=== Exercise aim ===
Carry on the article about the mogul crunch below, starting after its final sentence.

=== Text shown ===
——————

A great deal has been said about media consolidation, but there's been little discussion of one of its byproducts: the mogul crunch. The fact of the matter is that as media giants make acquisitions to achieve even more mass, there are simply not enough jobs for all the moguls-presumptive out there. One can only imagine what it's like to be on the mogul track one day and off it the next, with little hope of finding a new entry point to the scuffle for the ever-smaller number of truly top-dog positions.
One can only imagine because most such folks don't seem to want to talk about it. How refreshing, then, to find an exception in Peter Guber, former chairman of Sony Pictures. (In that role, he had a rather brutal star turn in the scathing Nancy Griffin and Kim Masters book Hit & Run.) Since his 1994 firing, Guber has led a lower-profile life as head of a Hollywood production company. And in a chat a little while back, in fact, he spelled out for me a cheerful rebuttal to what I had artlessly referred to as the problem of "underemployment."

——————

=== Information shown ===
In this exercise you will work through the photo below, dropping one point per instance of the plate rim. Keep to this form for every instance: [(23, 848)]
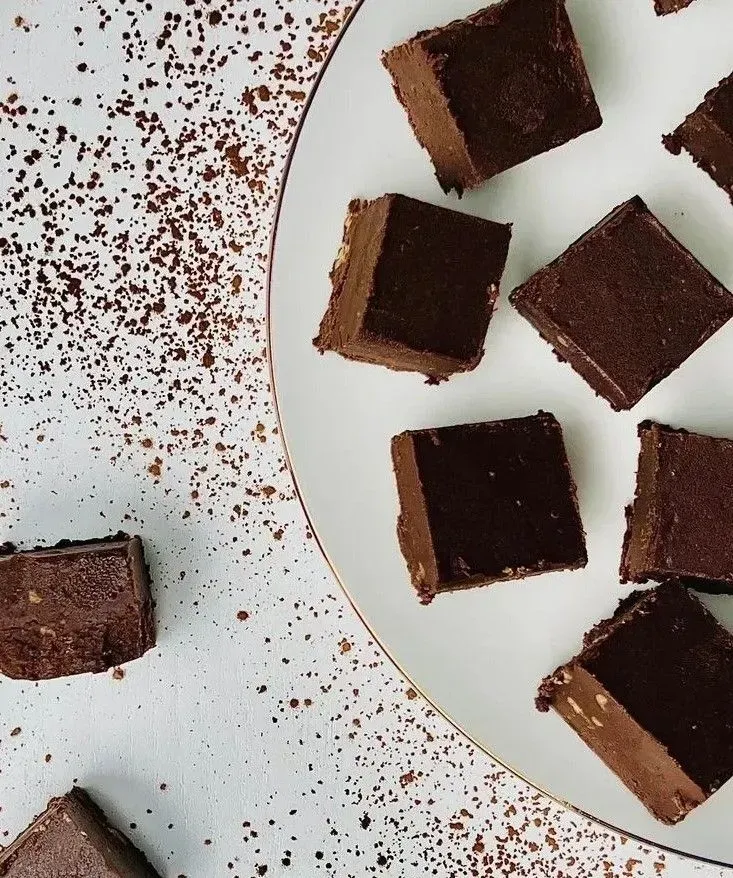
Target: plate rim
[(480, 747)]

——————

=== Reply to the task ===
"You're only underemployed if you're undervalued in your own mind," he said and went on to offer a full-blown theory of post-mogulness and self-worth that bears consideration. "You are the actor-director-producer of your own life," he went on. "If you do a lousy job of it, you have a lousy life. The reality is that you have to live the life you want to live. I've lived all the different lives. Head of production, president of a studio, president of a big international company, chairman and CEO of a multinational company." Guber has indeed spent years in the executive suites of major entertainment companies. He now runs his own production company, Mandalay, which dabbles in various media on a less grandiose scale—a film here, a TV show there, some sports investments, a few non-starter Internet projects. Mandalay will have a film called Serving Sara, with Matthew Perry and Elizabeth Hurley, out this summer and has lately begun shooting Beyond Borders, with Angelina Jolie and Clive Owen, on locations in northern Canada, Africa, and Asia.
The importance or unimportance of scaling some corporate mountain, Guber continued, can "carry a value really, truly only to you," the individual. Among moguls and aspiring moguls, "everyone thinks somebody else is looking." That notion is wildly untrue, he says. "Let me be sure to tell you: Nobody is looking at … Jerry Levin or Rupert [Murdoch]. I haven't spent three seconds in the last five years thinking, 'I wonder what Rupert's doing' Or, 'I'm concerned about Rupert.' Or, 'John Malone—I've gotta spend some time thinking about him.' Really, that's a complete fiction." Later in the conversation, speaking of those who would pursue mogulness for its own sake, Guber blurts, "Most of these people are legends in their own minds!"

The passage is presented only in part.